— begin Available data —

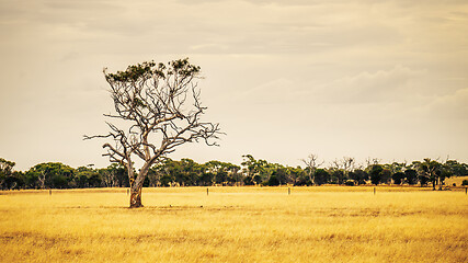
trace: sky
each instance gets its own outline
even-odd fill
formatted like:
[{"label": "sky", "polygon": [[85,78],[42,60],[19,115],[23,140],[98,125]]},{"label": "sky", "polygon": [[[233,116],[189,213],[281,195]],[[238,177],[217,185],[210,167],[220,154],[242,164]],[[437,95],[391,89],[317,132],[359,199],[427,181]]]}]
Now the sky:
[{"label": "sky", "polygon": [[103,68],[189,57],[220,147],[287,165],[468,162],[468,2],[0,0],[0,158],[106,167]]}]

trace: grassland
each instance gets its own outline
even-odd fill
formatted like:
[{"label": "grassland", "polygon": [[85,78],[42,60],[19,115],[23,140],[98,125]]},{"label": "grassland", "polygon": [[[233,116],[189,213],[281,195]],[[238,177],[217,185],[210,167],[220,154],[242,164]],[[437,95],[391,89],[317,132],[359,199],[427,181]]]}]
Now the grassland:
[{"label": "grassland", "polygon": [[2,262],[467,262],[468,196],[409,187],[1,192]]}]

— end Available data —

:: Written instruction ::
Extract every line of the records above and reproduce each one word for word, leaving out the pictures.

:: Exercise answer ::
trace: sky
each instance gets its own outline
even-odd fill
formatted like:
[{"label": "sky", "polygon": [[85,78],[42,60],[19,115],[23,140],[98,125]]},{"label": "sky", "polygon": [[[233,116],[189,213],[281,195]],[[238,177],[217,185],[210,167],[220,154],[242,164]],[[437,95],[391,89],[317,132],[359,199],[427,181]]]}]
Now the sky:
[{"label": "sky", "polygon": [[103,68],[189,57],[220,147],[287,165],[468,162],[468,2],[0,0],[0,158],[106,167]]}]

trace: grassland
each instance gets its own outline
even-odd fill
formatted like:
[{"label": "grassland", "polygon": [[85,78],[42,60],[19,115],[23,140],[98,125]]},{"label": "grassland", "polygon": [[[233,116],[189,213],[281,195]],[[238,177],[217,185],[210,167],[220,154],[242,164]],[[437,95],[391,89],[317,132],[359,199],[427,181]]]}]
Now the grassland:
[{"label": "grassland", "polygon": [[2,262],[467,262],[468,196],[409,187],[1,192]]}]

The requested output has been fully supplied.